Rename "object detector" to "image detector" in the lines from the start through the line containing "[163, 2, 173, 163]", and reproduce those lines with nothing else altered.

============

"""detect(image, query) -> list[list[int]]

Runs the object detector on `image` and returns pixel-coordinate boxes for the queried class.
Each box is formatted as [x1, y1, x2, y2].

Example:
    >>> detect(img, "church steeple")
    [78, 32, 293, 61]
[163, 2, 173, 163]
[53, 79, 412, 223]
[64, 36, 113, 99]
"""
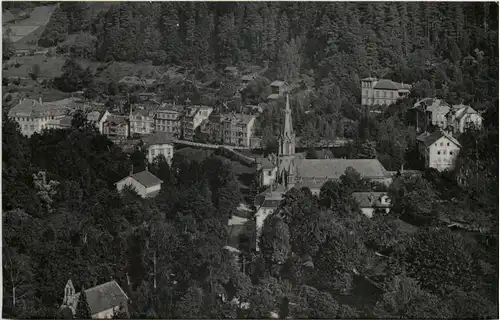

============

RESULT FOR THIS EXERCISE:
"""detect(image, query) -> list[list[int]]

Runs the image detector on `image` and returns pixel-coordinate boxes for the queried class.
Each box is formatted as [x1, y1, x2, y2].

Example:
    >>> detect(img, "church steeple")
    [78, 32, 293, 61]
[163, 2, 173, 163]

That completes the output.